As the folding-beds we had brought were small and rather low, I had a bed made of native wood, with a strong springy mattress, which for comfort, coolness, and cleanliness has no equal. This mattress consisted of one sheet of bark from a small tree called iwonja. The bark is like web-cloth, and is vermin-proof, because one has only to throw water over the bed and wash it off to keep it perfectly clean. Since it was less trouble to have new beds made than carry them about with us when we traveled, wherever I went this simple piece of furniture was constructed.

While we had brought with us a full equipment of cooking vessels and the best agate tableware, our stove was merely a folding-grating, such as one uses when camping. It held three pots at a time, and had legs that unfolded at any desired height and could be stuck into the sand about the fire. In order to make culinary operations less arduous for the cook, I built a pen out of poles and filled it with sand to a height of two feet, and this made an excellent support for our primitive stove. Bread-baking, however, was a more serious consideration, and this was usually accomplished in a large iron pot with coals on the lid. But sometimes we made an oven by digging a hole in the ground, building a fire in it, and closing the opening with a sheet of iron. After raking out the fire, enough heat remained in the hole to bake excellent bread. Not many cooks in Africa know how to bake bread, but if they master that art, they can make it under any conditions. Indeed, the post of chef is generally assumed at will. A cook's mate, after a few months at building fires and washing pots, will apply to some other master for the position of cook, and state that he has been cooking for Mr. So-and-so for such a length of time. Since cooks, as a rule, sit down and make their mates do the work, these boys gain the experience and are really good cooks. But each, as soon as he wins a chef's position, rests on

his laurels and makes his mate do the work.

◆ **REQUESTS**
(1) In the passage on camp beds and cooking, replace "mattress" with "pallet" and write out the part starting with "As the folding-beds" and going on through "furniture was constructed.".
(2) Reproduce the listing below word for word, starting with its first line and going on through the line with "552), (549, 556)]".

◆ **ENTRIES**

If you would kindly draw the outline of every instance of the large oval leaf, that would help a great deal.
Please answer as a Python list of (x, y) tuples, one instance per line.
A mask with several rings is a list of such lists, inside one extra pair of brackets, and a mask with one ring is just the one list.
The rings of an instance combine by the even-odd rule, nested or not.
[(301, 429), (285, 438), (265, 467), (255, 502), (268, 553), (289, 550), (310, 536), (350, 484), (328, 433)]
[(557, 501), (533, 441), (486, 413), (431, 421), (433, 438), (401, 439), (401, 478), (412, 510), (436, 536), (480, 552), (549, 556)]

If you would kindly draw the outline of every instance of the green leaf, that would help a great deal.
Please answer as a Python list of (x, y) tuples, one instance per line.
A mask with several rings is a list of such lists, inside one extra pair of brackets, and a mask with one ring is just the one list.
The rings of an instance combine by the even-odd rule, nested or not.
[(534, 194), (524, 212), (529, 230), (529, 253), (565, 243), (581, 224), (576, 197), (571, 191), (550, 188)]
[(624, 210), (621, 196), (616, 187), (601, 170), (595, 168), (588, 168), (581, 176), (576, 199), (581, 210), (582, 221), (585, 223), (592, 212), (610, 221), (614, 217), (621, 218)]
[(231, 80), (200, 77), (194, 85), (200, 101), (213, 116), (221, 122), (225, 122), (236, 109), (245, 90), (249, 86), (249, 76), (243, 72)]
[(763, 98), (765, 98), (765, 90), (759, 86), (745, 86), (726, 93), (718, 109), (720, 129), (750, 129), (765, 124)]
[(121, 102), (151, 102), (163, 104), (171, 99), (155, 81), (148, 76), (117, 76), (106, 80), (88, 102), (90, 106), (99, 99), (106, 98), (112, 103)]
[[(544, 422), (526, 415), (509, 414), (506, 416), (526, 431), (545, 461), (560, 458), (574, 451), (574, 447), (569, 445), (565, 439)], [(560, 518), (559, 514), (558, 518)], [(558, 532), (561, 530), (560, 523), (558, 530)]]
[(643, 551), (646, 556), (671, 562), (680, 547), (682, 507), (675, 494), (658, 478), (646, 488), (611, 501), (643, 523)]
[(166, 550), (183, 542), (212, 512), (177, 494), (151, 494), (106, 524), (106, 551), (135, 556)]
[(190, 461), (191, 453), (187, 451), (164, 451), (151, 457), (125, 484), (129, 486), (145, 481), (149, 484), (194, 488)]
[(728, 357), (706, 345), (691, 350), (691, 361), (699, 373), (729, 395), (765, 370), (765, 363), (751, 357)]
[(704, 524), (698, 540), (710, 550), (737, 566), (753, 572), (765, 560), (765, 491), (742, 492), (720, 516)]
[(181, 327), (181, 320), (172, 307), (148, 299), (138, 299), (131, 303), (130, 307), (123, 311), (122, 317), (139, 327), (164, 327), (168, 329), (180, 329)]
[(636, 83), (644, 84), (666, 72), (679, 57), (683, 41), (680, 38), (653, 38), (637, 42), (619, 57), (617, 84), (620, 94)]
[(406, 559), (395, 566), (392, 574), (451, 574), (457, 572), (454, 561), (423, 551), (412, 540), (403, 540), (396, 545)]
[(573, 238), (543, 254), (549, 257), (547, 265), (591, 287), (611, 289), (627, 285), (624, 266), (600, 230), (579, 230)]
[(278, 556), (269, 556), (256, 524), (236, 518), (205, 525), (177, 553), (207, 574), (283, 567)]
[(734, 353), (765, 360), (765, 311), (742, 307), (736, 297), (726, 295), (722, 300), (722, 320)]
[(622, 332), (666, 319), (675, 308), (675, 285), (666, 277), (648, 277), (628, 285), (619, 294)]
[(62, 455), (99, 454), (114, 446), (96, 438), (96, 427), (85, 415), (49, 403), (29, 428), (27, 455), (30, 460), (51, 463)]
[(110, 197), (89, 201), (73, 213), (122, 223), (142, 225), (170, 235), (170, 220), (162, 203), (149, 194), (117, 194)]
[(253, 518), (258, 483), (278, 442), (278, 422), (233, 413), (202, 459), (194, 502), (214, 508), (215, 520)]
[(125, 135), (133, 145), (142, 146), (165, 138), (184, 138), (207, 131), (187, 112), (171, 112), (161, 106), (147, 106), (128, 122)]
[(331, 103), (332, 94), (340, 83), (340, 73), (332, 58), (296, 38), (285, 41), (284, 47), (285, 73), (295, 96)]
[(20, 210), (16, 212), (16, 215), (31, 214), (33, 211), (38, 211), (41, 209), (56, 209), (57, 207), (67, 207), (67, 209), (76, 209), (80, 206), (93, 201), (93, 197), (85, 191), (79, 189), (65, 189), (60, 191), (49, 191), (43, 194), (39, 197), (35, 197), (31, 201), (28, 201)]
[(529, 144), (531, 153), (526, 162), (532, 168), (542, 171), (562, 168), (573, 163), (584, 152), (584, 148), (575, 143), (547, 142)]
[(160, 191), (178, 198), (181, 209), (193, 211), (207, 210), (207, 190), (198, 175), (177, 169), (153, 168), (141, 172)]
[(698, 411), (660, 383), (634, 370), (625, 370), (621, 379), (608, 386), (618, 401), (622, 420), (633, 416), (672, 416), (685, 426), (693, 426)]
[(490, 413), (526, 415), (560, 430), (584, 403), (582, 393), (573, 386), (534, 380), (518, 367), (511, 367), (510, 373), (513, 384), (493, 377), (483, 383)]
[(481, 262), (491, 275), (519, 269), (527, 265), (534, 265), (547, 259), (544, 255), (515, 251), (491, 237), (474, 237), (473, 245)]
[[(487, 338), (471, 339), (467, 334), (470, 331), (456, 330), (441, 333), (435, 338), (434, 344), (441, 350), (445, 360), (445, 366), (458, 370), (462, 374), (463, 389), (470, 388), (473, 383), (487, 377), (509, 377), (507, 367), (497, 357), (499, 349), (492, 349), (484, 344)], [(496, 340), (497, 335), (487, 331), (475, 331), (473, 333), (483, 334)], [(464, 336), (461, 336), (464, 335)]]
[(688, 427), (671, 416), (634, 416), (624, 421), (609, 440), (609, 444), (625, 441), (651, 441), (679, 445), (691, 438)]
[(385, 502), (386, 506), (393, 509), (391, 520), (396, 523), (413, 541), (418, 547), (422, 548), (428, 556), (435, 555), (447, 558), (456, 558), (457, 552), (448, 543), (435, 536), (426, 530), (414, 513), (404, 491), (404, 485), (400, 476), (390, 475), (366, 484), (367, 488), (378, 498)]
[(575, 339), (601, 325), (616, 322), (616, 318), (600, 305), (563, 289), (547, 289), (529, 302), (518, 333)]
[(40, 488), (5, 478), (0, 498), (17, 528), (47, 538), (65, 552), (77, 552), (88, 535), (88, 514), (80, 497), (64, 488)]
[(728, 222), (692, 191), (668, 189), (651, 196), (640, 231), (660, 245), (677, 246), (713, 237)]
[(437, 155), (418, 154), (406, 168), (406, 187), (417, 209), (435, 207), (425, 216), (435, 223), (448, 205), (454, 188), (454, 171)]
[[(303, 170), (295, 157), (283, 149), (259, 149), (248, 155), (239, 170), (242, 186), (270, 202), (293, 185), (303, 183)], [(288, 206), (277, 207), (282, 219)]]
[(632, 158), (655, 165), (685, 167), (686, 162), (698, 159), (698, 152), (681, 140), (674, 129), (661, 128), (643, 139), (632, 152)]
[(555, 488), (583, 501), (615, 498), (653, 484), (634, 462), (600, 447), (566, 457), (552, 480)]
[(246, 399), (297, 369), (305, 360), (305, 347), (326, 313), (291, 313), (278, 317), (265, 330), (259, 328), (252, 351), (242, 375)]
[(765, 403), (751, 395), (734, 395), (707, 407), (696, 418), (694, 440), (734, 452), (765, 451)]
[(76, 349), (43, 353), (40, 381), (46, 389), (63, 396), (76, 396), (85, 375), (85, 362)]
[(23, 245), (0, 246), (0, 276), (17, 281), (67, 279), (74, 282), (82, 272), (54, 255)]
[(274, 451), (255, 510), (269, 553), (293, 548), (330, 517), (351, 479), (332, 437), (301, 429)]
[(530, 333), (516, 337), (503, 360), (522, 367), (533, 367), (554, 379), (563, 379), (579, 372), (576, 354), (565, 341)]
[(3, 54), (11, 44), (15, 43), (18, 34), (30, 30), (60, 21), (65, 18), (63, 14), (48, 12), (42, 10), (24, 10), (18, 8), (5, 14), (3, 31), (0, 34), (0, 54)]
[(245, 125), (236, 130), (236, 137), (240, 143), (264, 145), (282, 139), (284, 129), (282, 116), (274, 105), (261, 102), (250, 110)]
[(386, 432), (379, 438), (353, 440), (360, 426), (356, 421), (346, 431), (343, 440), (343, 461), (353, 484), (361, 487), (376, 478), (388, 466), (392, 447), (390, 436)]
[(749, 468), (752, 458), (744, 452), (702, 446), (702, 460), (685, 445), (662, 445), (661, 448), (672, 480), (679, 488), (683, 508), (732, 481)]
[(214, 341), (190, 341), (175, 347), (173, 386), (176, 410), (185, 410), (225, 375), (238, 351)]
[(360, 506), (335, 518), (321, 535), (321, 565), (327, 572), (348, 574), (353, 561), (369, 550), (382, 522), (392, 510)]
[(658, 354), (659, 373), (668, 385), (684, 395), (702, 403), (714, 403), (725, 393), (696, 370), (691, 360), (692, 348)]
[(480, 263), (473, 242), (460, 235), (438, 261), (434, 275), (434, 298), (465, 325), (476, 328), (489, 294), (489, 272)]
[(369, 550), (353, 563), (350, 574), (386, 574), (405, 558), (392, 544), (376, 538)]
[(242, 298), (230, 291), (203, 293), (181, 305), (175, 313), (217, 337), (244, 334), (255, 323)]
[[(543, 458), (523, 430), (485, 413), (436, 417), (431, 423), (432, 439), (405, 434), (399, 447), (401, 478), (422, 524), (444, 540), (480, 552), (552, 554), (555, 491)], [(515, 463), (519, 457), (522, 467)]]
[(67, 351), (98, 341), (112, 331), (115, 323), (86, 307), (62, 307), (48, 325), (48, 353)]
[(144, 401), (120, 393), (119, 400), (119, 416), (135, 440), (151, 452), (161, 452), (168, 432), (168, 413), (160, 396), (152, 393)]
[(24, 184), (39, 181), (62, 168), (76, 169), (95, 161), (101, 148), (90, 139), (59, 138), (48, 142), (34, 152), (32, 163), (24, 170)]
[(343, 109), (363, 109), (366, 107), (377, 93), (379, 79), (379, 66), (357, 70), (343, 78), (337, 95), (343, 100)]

◆ **EXERCISE RESULTS**
(1)
As the folding-beds we had brought were small and rather low, I had a bed made of native wood, with a strong springy pallet, which for comfort, coolness, and cleanliness has no equal. This pallet consisted of one sheet of bark from a small tree called iwonja. The bark is like web-cloth, and is vermin-proof, because one has only to throw water over the bed and wash it off to keep it perfectly clean. Since it was less trouble to have new beds made than carry them about with us when we traveled, wherever I went this simple piece of furniture was constructed.

(2)
If you would kindly draw the outline of every instance of the large oval leaf, that would help a great deal.
Please answer as a Python list of (x, y) tuples, one instance per line.
A mask with several rings is a list of such lists, inside one extra pair of brackets, and a mask with one ring is just the one list.
The rings of an instance combine by the even-odd rule, nested or not.
[(301, 429), (285, 438), (265, 467), (255, 502), (268, 553), (289, 550), (310, 536), (350, 484), (328, 433)]
[(557, 501), (533, 441), (486, 413), (431, 421), (433, 438), (401, 439), (401, 478), (412, 510), (436, 536), (480, 552), (549, 556)]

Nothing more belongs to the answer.